■ The request
Render the rows below as a Markdown table with the columns "No." and "Line text." Begin with the line containing "Make sure each instance of the facade" and continue through the end of the rows, giving each non-blank line its own numbered table row.

■ Material for the task
·····

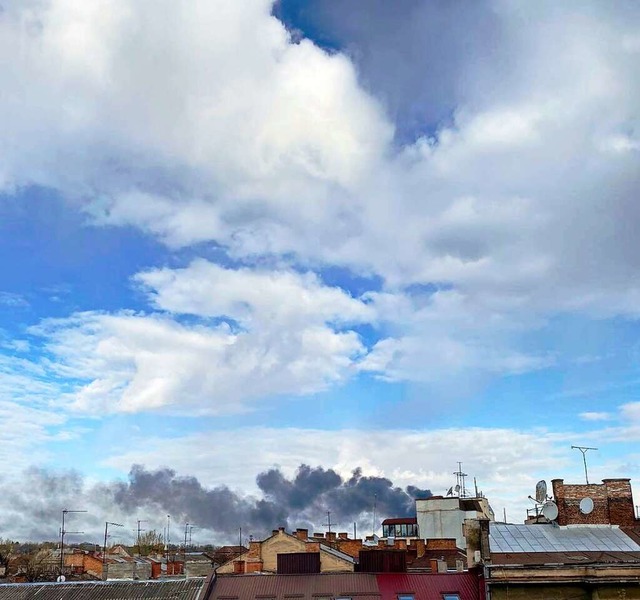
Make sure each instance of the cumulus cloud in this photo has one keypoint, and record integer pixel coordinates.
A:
(516, 207)
(259, 334)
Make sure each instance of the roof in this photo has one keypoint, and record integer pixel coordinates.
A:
(300, 587)
(185, 589)
(363, 586)
(564, 558)
(337, 553)
(428, 586)
(505, 538)
(400, 521)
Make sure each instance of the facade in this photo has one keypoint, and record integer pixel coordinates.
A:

·····

■ Exercise output
| No. | Line text |
|---|---|
| 1 | Make sure each instance of the facade in this photo has one keypoint, and record integer pixel coordinates. |
| 2 | A: |